▶ [Your task]
Every record must be repeated exactly, with no omission.

▶ [Data to process]
────

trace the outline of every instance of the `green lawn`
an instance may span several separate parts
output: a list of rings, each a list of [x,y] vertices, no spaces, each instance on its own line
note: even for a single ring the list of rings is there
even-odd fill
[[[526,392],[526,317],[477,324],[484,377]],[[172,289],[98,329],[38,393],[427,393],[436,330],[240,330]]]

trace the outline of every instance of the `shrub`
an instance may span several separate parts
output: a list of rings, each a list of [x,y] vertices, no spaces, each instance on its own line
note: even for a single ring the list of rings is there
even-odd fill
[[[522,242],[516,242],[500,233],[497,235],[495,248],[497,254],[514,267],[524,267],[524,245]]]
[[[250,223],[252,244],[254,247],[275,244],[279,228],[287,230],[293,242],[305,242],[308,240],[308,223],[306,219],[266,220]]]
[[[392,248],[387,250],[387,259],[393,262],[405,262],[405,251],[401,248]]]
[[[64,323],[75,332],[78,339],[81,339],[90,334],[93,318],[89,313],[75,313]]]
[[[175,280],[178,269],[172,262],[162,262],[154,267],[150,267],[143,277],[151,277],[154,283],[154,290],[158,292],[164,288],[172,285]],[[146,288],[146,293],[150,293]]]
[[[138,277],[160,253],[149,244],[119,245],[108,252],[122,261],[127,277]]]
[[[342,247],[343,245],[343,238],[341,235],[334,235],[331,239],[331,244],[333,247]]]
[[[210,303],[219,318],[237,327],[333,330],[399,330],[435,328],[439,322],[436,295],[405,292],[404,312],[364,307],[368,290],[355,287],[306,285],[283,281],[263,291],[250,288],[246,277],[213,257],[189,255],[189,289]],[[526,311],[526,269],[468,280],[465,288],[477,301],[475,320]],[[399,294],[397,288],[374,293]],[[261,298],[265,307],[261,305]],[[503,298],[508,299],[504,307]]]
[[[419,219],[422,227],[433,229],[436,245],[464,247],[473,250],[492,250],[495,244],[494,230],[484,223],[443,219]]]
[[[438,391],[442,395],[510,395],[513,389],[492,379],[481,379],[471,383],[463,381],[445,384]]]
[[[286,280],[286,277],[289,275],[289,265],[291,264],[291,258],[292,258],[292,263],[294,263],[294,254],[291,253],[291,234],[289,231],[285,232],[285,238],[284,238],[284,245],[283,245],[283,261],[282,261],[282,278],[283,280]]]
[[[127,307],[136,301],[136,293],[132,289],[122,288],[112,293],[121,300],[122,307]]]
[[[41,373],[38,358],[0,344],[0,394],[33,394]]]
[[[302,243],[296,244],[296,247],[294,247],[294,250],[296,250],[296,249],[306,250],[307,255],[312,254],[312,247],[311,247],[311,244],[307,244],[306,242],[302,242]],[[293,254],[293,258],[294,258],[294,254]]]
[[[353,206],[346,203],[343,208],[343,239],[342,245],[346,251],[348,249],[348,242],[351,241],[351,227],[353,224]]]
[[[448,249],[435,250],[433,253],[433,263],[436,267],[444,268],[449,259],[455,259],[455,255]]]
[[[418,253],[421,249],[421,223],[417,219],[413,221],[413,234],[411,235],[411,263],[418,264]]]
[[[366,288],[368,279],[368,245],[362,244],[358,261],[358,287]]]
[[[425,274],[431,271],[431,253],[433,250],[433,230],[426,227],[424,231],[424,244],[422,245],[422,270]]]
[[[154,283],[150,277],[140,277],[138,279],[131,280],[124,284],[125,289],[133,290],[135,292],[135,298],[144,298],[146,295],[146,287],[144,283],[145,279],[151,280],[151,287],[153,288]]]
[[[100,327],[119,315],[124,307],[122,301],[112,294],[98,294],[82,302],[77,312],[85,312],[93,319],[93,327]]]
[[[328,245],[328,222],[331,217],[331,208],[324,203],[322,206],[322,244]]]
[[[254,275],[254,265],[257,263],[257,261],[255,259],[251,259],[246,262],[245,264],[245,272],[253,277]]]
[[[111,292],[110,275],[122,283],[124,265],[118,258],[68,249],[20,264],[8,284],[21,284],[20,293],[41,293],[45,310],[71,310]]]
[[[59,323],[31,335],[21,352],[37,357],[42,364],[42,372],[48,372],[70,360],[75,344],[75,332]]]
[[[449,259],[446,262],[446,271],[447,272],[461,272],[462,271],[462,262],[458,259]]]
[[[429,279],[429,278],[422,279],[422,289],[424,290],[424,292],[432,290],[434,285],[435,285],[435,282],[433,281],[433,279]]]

────

▶ [Correct response]
trace the outline of every instance of the `green lawn`
an instance may span several separate parts
output: a list of rings, each a list of [x,y] vertices, no spaces, each instance on its own line
note: even for a single ring the list of rings is there
even-odd fill
[[[526,392],[526,317],[477,324],[484,377]],[[172,289],[98,329],[38,393],[427,393],[436,330],[240,330]]]

trace the outline of every instance of the `shrub`
an instance may span several separate parts
output: a list of rings, each a list of [x,y] vertices, no spaces, each instance on its own line
note: even for a single ring the list of rings is there
even-odd fill
[[[522,242],[516,242],[500,233],[497,235],[495,248],[497,254],[514,267],[524,267],[524,245]]]
[[[250,223],[252,244],[254,247],[275,244],[279,228],[287,230],[293,242],[305,242],[308,240],[308,223],[306,219],[266,220]]]
[[[392,248],[387,250],[387,259],[393,262],[405,262],[405,251],[401,248]]]
[[[64,323],[75,332],[78,339],[81,339],[90,334],[93,318],[89,313],[75,313]]]
[[[175,280],[178,269],[172,262],[162,262],[154,267],[150,267],[143,277],[151,277],[154,283],[154,290],[158,292],[164,288],[172,285]],[[146,288],[146,293],[150,293]]]
[[[138,277],[160,253],[149,244],[119,245],[108,252],[122,261],[127,277]]]
[[[342,247],[343,245],[343,238],[341,235],[334,235],[331,239],[331,244],[333,247]]]
[[[210,303],[219,318],[237,327],[333,330],[399,330],[435,328],[439,322],[436,295],[405,292],[404,312],[364,307],[368,290],[355,287],[306,285],[283,281],[263,291],[250,288],[246,277],[213,257],[189,255],[189,289]],[[526,311],[526,269],[468,280],[465,288],[477,301],[475,320]],[[399,294],[397,288],[374,293]],[[261,298],[265,307],[261,305]],[[503,298],[508,299],[504,307]]]
[[[419,219],[422,227],[433,229],[436,245],[464,247],[473,250],[492,250],[495,244],[494,230],[484,223],[443,219]]]
[[[438,391],[442,395],[510,395],[513,389],[492,379],[481,379],[471,383],[463,381],[445,384]]]
[[[286,280],[286,277],[289,275],[289,265],[291,264],[291,258],[292,258],[292,263],[294,263],[294,254],[291,253],[291,234],[289,231],[285,232],[285,238],[284,238],[284,245],[283,245],[283,261],[282,261],[282,278],[283,280]]]
[[[127,307],[136,301],[136,293],[132,289],[122,288],[112,293],[121,300],[122,307]]]
[[[41,373],[38,358],[0,344],[0,394],[33,394]]]
[[[302,243],[296,244],[296,247],[294,247],[294,250],[296,250],[296,249],[306,250],[307,255],[312,254],[312,247],[311,247],[311,244],[307,244],[306,242],[302,242]],[[293,254],[293,258],[294,258],[294,254]]]
[[[353,206],[346,203],[343,208],[343,239],[342,245],[346,251],[348,249],[348,242],[351,241],[351,227],[353,224]]]
[[[448,249],[435,250],[433,253],[433,263],[436,267],[444,268],[449,259],[455,259],[455,255]]]
[[[418,253],[421,249],[421,223],[417,219],[413,221],[413,234],[411,235],[411,263],[418,264]]]
[[[366,288],[368,279],[368,245],[362,244],[358,261],[358,287]]]
[[[425,274],[431,271],[431,253],[433,250],[433,230],[426,227],[424,231],[424,244],[422,245],[422,270]]]
[[[154,283],[150,277],[140,277],[138,279],[131,280],[124,284],[125,289],[133,290],[135,292],[135,298],[144,298],[146,295],[146,287],[144,283],[145,279],[151,280],[151,287],[153,288]]]
[[[100,327],[119,315],[124,307],[122,301],[112,294],[98,294],[82,302],[77,312],[85,312],[93,319],[93,327]]]
[[[328,245],[328,222],[331,217],[331,208],[324,203],[322,206],[322,244]]]
[[[254,275],[254,265],[257,263],[257,261],[255,259],[251,259],[246,262],[245,264],[245,272],[253,277]]]
[[[111,292],[110,275],[122,283],[124,265],[118,258],[68,249],[20,264],[8,284],[21,284],[20,293],[41,293],[45,310],[71,310]]]
[[[59,323],[31,335],[21,352],[37,357],[42,364],[42,372],[48,372],[70,360],[75,344],[75,332]]]
[[[449,259],[446,262],[446,271],[447,272],[461,272],[462,271],[462,262],[458,259]]]
[[[429,279],[429,278],[422,279],[422,289],[424,290],[424,292],[432,290],[434,285],[435,285],[435,282],[433,281],[433,279]]]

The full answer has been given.